» **STATED EXERCISE**: Report how many of the rows below contain the word "black", treating uppercase and lowercase as different. Give only the number.

= = = = = = =

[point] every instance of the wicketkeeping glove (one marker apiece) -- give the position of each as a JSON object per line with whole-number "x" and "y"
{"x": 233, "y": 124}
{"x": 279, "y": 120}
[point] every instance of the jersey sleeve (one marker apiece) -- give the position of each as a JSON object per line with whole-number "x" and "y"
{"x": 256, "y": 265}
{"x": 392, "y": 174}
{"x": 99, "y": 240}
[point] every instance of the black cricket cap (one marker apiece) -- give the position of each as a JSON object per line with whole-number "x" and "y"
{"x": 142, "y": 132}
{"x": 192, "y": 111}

= = = = = = =

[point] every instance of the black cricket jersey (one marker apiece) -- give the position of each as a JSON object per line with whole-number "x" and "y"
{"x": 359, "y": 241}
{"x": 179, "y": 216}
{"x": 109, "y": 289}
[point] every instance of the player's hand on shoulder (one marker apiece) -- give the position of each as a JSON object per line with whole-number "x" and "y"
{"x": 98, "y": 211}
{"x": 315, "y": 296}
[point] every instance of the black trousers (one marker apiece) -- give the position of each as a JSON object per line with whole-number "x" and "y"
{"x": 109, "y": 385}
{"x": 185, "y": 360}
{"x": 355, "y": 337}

= = = = = = =

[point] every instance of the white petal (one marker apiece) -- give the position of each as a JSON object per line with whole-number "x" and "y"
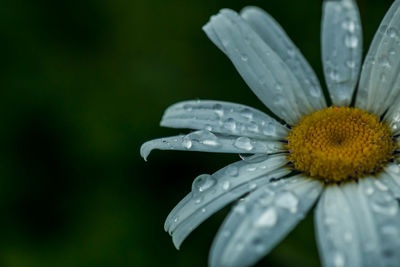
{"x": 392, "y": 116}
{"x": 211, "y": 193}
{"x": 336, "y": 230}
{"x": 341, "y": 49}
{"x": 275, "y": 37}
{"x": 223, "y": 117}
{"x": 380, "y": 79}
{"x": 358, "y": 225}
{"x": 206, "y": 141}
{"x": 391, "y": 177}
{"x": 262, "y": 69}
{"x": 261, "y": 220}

= = = = = = =

» **SOLUTION BELOW**: 3